## WORK REQUEST:
Your copy must hold all of the data below, unchanged and without images.

Start of TASK INPUT

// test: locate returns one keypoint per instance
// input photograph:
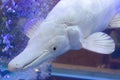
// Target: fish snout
(14, 67)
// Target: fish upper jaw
(39, 60)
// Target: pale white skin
(56, 34)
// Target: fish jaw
(21, 62)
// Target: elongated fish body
(71, 25)
(91, 15)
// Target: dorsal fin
(115, 22)
(31, 26)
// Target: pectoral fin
(115, 23)
(99, 42)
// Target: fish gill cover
(13, 16)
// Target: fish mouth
(37, 60)
(26, 65)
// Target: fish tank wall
(75, 65)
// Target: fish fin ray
(31, 26)
(99, 42)
(74, 35)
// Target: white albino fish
(71, 25)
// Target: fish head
(46, 45)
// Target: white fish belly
(90, 15)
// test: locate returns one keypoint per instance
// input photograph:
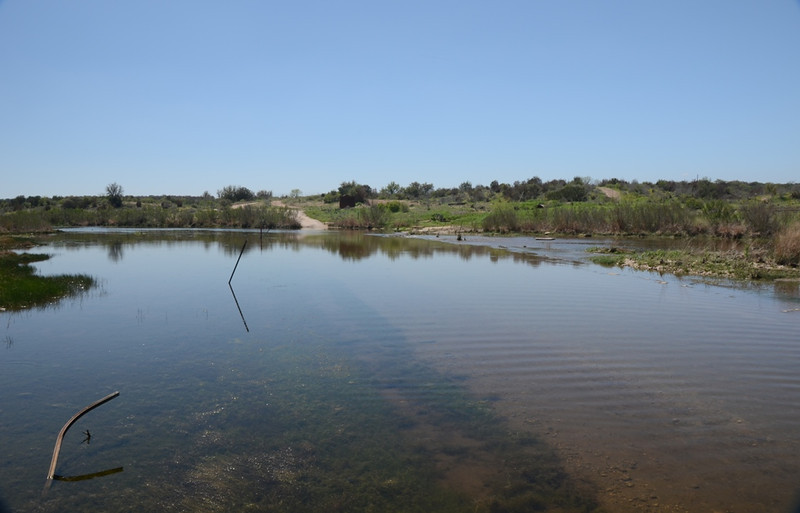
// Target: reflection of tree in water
(115, 252)
(352, 246)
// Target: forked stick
(69, 423)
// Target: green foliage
(21, 288)
(787, 245)
(503, 218)
(360, 192)
(114, 194)
(235, 193)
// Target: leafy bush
(787, 245)
(234, 193)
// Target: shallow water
(663, 394)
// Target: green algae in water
(308, 429)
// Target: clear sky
(187, 96)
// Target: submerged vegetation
(737, 265)
(21, 287)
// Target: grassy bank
(751, 264)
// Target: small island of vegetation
(762, 218)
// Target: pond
(355, 372)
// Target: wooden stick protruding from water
(237, 261)
(69, 423)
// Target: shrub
(501, 219)
(760, 217)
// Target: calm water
(336, 366)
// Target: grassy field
(21, 287)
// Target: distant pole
(237, 261)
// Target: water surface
(658, 393)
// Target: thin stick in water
(69, 423)
(237, 261)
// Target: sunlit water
(663, 394)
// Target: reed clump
(21, 287)
(787, 245)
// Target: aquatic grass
(21, 287)
(752, 264)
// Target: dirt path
(307, 223)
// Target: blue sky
(187, 96)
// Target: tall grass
(787, 245)
(152, 216)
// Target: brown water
(663, 394)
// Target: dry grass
(787, 245)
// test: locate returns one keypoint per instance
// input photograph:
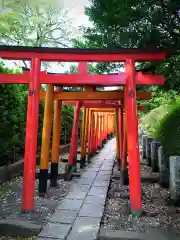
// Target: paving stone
(76, 195)
(99, 199)
(70, 204)
(101, 177)
(85, 228)
(79, 187)
(55, 230)
(104, 172)
(86, 181)
(89, 174)
(100, 184)
(64, 216)
(108, 234)
(94, 191)
(91, 210)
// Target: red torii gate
(35, 77)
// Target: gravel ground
(154, 198)
(10, 201)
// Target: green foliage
(34, 23)
(136, 23)
(151, 121)
(168, 131)
(13, 100)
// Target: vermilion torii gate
(35, 77)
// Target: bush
(151, 121)
(168, 131)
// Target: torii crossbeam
(35, 78)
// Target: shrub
(168, 131)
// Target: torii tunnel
(104, 112)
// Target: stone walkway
(79, 214)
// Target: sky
(78, 18)
(76, 11)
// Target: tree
(136, 23)
(36, 26)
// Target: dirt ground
(154, 199)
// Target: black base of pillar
(43, 178)
(118, 163)
(82, 161)
(70, 169)
(54, 174)
(124, 176)
(89, 158)
(149, 162)
(164, 184)
(154, 166)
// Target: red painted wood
(132, 138)
(74, 137)
(15, 78)
(83, 78)
(31, 138)
(85, 57)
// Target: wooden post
(86, 130)
(124, 169)
(121, 123)
(74, 138)
(132, 139)
(45, 146)
(117, 137)
(31, 137)
(56, 140)
(83, 140)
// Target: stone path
(79, 214)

End of TASK INPUT

## OUTPUT BELOW:
// test: locate returns one keypoint per instance
// input photograph:
// Target: fish snout
(14, 67)
// Target: fish upper jaw
(39, 60)
// Target: pale white skin
(56, 34)
// Target: fish jaw
(21, 62)
// Target: elongated fish body
(71, 25)
(91, 15)
// Target: dorsal fin
(115, 22)
(31, 26)
// Target: pectoral fin
(115, 23)
(99, 42)
// Target: fish gill cover
(13, 16)
// Target: fish mouth
(37, 60)
(26, 65)
// Target: fish tank wall
(75, 65)
// Target: fish fin ray
(31, 26)
(99, 42)
(74, 35)
// Target: white albino fish
(71, 25)
// Target: fish head
(46, 45)
// Target: white fish belly
(90, 15)
// test: locate returns one keypoint per instance
// input photograph:
// Target: reflection of tree in water
(115, 252)
(352, 246)
// Target: forked stick
(69, 423)
// Target: green foliage
(21, 288)
(787, 245)
(503, 218)
(360, 192)
(114, 194)
(235, 193)
// Target: leafy bush
(787, 245)
(234, 193)
// Target: shallow water
(663, 394)
// Target: green algae in water
(308, 429)
// Target: clear sky
(187, 96)
// Target: submerged vegetation
(737, 265)
(21, 287)
// Target: grassy bank
(751, 264)
// Target: small island of vegetation
(762, 218)
// Target: pond
(355, 372)
// Target: wooden stick protruding from water
(237, 261)
(69, 423)
// Target: shrub
(501, 219)
(760, 217)
// Target: calm water
(336, 366)
// Target: grassy field
(21, 287)
// Target: distant pole
(237, 261)
// Target: water surface
(658, 393)
// Target: thin stick in water
(69, 423)
(237, 261)
// Target: sunlit water
(663, 394)
// Target: reed clump
(21, 287)
(787, 245)
// Target: aquatic grass
(21, 287)
(752, 264)
// Target: dirt path
(307, 223)
// Target: blue sky
(187, 96)
// Target: tall grass
(787, 245)
(152, 216)
// Target: brown water
(663, 394)
// Target: dry grass
(787, 245)
// test: locate returns one keypoint per instance
// input photograph:
// Target: paving stone
(76, 195)
(99, 199)
(70, 204)
(101, 177)
(85, 228)
(79, 187)
(55, 230)
(104, 172)
(86, 181)
(89, 174)
(100, 184)
(64, 216)
(108, 234)
(94, 191)
(91, 210)
// Target: red torii gate
(35, 77)
// Target: gravel ground
(154, 198)
(10, 201)
// Target: green foliage
(34, 23)
(136, 23)
(151, 121)
(168, 131)
(13, 100)
// Target: vermilion torii gate
(35, 77)
// Target: bush
(151, 121)
(168, 131)
// Target: torii crossbeam
(35, 78)
// Target: shrub
(168, 131)
// Target: torii tunnel
(104, 112)
// Target: stone walkway
(79, 214)
// Target: sky
(78, 18)
(76, 11)
// Target: tree
(136, 23)
(36, 26)
// Target: dirt ground
(154, 199)
// Target: black base of pillar
(43, 178)
(118, 163)
(82, 161)
(70, 169)
(54, 174)
(124, 176)
(89, 158)
(149, 162)
(164, 184)
(154, 166)
// Target: red painted wood
(132, 138)
(74, 137)
(15, 78)
(83, 78)
(31, 138)
(85, 57)
// Target: wooden post
(86, 130)
(124, 169)
(121, 123)
(74, 138)
(132, 139)
(45, 146)
(117, 137)
(31, 137)
(56, 140)
(83, 140)
// Target: stone path
(79, 214)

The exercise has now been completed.